_WHAT YOU NEED TO DO:_
Continue the passage on cyberspace, social manipulation and democratic governance, picking up after its final sentence.

_EXCERPT TO READ:_
• • • • • • •
Through clever utilisation of cyberspace, the execution of social manoeuvring as an instrument of contemporary statecraft has uncovered a paradox in the system of liberal democratic governance: in order to combat such operations, governments must further engineer their own public and the information available to them. 

The state in the digital age

Authoritarian states, like China, have come to benefit from cyberspace. As the digital landscape is malleable, it can be shaped to control a population through the manipulation of the information it is exposed to or shielded from. As the scope of “freedom of speech” and civil liberties continues to erode in democracies, citizens are increasingly attributing resilient policies to authoritarian nanny-states like China. 

In an ideal democratic state, the distribution of power between the authority and the citizen is equal. While the state can monitor society, that society gives legitimacy and power to the governing authority. Such a society is characterised by its norms, values, and interests, which are determined by the individuals which comprise it. In return, the government in power, whether through legislation or policy, deems these characteristics as legitimate. Such a social profile is fluid however; it can adapt and morph throughout time. This social flexibility can be influenced or manipulated by inside (government) or outside (foreign adversary) forces. 

By targeting – narrow or broad – audiences, a hostile agent can effectively steer a society towards a perspective that is beneficial to its interests. Thus, national security must reflect the values and interests of citizens; not to be purely objective in defending borders, but also to cater to the protection of the identity of the state. One free from interference and in which citizens can contribute to and perceive to be of value. 

The responsibility to defend

Australian citizenship, according to the Department of Home Affairs, is a privilege, an assessment that makes sense to many Australians. Responsibility within the state is seemingly second nature: behave in accordance with democracy, rights, liberties and the law; vote, and serve on a jury. The final responsibility, however, is rarely recognised: the responsibility to “defend the country should the need arise”.
• • • • • • •
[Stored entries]
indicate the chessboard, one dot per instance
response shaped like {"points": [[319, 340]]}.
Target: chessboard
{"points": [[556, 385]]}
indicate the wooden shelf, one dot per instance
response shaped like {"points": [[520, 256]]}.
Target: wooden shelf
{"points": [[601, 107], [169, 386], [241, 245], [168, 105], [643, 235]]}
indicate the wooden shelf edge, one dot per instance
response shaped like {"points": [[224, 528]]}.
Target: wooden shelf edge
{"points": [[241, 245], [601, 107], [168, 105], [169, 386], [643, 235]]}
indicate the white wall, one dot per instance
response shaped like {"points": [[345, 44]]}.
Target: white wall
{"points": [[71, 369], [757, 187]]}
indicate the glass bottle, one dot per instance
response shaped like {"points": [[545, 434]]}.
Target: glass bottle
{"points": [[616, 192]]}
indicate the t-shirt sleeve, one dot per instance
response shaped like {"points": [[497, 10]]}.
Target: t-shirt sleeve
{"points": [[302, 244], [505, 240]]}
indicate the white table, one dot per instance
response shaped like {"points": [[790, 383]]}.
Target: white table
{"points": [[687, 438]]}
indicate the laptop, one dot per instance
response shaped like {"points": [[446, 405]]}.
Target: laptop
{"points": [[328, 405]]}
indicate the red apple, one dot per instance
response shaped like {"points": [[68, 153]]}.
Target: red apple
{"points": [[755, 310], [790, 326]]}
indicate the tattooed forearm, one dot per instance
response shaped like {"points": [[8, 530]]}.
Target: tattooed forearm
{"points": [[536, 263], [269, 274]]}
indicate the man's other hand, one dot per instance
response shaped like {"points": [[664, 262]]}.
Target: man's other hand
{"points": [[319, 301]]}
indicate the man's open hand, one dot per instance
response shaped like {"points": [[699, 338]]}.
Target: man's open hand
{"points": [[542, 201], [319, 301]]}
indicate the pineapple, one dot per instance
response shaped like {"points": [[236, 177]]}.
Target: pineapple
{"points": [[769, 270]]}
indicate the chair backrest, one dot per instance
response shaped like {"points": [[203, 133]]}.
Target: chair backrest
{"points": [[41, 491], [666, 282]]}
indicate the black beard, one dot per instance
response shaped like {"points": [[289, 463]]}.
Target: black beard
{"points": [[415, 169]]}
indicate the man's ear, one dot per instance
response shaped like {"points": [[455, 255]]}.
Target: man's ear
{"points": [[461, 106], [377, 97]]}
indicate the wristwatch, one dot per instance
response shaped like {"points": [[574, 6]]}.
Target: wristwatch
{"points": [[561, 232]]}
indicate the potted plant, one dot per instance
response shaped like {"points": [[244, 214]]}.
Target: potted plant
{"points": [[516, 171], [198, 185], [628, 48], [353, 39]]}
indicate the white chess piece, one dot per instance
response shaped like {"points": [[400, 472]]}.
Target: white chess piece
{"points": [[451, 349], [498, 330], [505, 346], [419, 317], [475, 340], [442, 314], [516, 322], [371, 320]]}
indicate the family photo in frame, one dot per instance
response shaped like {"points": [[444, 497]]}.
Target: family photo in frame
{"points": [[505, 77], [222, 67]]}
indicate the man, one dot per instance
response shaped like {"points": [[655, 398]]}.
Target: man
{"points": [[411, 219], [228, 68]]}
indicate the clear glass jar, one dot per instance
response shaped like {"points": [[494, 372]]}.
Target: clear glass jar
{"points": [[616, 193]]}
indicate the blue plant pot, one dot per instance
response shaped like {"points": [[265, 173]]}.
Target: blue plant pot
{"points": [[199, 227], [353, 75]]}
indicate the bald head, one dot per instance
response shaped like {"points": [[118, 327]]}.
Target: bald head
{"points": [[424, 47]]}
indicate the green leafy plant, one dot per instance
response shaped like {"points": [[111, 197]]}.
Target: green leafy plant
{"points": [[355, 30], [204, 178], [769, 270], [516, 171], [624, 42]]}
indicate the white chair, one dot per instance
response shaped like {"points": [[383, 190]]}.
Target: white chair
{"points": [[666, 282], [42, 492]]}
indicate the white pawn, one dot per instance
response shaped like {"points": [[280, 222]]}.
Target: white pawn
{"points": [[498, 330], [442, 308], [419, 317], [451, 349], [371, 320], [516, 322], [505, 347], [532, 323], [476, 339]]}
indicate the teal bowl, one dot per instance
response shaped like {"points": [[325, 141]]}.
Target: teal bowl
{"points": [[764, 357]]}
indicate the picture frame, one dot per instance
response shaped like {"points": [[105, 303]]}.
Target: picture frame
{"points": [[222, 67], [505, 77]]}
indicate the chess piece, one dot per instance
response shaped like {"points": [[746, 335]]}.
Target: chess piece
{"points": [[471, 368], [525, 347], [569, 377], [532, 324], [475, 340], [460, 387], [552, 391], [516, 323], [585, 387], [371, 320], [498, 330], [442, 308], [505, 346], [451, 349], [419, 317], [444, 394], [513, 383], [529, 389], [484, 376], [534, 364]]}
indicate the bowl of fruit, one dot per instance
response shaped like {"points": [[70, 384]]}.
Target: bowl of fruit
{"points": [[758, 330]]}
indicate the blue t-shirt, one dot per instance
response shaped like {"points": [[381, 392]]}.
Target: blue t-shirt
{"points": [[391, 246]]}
• • • • • • •
_RESULT FOR THIS EXERCISE:_
Traditionally this responsibility has been met with military enlistment or conscription. The future of warfare, it seems will be more one of bots on the web than boots on the ground. So where does this responsibility as a citizen to defend fit within the realm of security? This is a question open to broad discussion not purely within the realm of cyberspace. But as cyberspace is Australia's most utilised platform for engagement - and exposure - it is perhaps a fitting area to trial such participation and responsibility.

The National Security Hotline’s prompt “If you see something say something” has played an active and beneficial role in investigations, so why not expand civil participation when it comes to other suspicious activity? A platform for monitoring or reporting suspicious websites or profiles could very well assist in the control and mitigation of social manoeuvring. Some threats, such as biological or climate related threats are inevitable, but information campaigns and social manoeuvring can be mitigated.

Civil society must become an informed, participating and understanding stakeholder in national security processes if Australia is to defend against acts of social manoeuvring in the digital era. Cyberspace presents a promising platform to trial policies that communicate, educate and encourage civilian participation in national security. Whether this is through “defending the country” in respecting processes implemented by the legitimate government apparatus – to contain and mitigate threats of interference – or building social resilience to identify and report foreign manipulation. 

It is the well-functioning of the collective group of individuals that determines the state’s legitimacy through recognition of national identity and values; one free from foreign interference. Defending the country as an active participant in cyberspace and cyber security is a favourable test-ground for promoting active engagement in national security to uphold state legitimacy.

Madeleine Nugent is the Cyber Security Fellow for Young Australians in International Affairs.